[Dataset records]
Segment Open

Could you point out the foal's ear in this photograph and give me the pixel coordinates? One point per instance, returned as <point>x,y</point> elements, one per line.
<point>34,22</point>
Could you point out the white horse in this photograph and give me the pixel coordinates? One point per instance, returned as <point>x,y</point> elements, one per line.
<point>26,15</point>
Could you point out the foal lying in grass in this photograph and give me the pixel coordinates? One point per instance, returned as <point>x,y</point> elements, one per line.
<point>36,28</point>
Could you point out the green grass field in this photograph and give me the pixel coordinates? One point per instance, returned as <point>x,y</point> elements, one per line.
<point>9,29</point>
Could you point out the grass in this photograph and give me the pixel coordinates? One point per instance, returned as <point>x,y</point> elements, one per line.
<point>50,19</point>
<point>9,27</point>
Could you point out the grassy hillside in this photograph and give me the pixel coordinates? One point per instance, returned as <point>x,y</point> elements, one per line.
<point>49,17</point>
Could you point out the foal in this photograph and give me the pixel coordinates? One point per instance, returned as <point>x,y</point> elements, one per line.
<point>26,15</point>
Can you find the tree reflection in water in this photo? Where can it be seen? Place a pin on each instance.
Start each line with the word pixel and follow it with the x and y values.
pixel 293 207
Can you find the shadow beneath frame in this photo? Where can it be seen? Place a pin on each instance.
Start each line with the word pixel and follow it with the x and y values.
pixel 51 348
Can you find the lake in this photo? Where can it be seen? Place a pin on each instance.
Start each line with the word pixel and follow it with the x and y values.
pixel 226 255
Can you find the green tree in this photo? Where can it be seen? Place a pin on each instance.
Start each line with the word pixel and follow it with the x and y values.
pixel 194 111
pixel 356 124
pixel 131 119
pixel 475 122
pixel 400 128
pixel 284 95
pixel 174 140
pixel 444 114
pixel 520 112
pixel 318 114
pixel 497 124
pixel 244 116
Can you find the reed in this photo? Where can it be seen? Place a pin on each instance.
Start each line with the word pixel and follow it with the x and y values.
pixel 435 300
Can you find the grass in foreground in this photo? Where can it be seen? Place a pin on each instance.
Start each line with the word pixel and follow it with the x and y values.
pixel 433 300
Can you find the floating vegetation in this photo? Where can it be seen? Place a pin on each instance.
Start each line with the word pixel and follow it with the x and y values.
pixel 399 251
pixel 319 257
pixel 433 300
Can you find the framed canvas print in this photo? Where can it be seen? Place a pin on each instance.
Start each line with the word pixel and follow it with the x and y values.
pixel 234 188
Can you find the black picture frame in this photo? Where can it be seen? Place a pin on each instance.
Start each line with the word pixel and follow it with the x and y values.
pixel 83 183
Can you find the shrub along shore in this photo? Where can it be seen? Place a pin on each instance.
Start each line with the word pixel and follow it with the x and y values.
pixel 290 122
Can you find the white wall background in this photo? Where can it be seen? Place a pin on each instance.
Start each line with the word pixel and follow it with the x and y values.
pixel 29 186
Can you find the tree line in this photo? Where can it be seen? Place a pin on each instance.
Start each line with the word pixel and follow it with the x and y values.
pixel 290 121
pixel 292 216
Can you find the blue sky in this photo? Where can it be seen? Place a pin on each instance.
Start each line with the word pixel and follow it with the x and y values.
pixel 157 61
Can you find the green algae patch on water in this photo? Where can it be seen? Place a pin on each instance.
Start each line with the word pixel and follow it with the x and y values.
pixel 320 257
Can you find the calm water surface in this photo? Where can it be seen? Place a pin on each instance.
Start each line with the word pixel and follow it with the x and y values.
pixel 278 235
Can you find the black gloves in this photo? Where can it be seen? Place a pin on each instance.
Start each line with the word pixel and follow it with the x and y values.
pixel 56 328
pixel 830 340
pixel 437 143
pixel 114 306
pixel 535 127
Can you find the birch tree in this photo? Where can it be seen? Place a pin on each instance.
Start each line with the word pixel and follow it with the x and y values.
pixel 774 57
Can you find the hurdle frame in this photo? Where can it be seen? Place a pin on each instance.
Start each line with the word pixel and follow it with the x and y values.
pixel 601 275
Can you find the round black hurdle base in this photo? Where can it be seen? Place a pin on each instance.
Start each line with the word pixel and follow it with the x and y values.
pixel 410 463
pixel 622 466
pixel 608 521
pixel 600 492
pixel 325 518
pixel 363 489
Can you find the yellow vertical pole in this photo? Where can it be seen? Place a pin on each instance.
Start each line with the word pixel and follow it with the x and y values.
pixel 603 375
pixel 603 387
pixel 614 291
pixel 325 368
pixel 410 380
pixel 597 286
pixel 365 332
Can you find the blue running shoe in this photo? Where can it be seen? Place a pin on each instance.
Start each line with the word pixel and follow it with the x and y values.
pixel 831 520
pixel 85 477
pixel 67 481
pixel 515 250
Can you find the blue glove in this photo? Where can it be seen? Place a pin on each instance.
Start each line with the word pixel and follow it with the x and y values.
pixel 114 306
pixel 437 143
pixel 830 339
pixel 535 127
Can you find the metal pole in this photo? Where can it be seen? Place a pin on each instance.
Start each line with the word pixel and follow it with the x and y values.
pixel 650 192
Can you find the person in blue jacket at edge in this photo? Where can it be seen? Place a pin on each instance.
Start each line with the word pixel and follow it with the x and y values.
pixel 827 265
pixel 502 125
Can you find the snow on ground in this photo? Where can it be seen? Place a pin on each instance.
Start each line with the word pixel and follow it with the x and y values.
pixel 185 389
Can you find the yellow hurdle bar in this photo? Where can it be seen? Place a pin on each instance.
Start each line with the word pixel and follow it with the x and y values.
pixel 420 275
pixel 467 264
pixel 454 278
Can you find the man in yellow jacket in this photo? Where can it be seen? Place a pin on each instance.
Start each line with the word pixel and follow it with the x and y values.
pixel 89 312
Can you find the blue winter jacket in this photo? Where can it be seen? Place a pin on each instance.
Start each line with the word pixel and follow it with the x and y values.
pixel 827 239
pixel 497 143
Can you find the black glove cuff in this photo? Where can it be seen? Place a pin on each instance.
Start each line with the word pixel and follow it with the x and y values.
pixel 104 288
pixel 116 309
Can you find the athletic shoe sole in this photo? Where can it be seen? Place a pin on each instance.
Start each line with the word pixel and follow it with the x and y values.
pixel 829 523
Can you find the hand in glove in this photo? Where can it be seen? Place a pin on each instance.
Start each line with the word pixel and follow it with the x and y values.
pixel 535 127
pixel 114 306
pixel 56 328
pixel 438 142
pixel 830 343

Segment Closed

ACTIVITY. Among the entries above, say how many lines hold the word "yellow". No other words belong in the answer.

PROBLEM SOLUTION. 3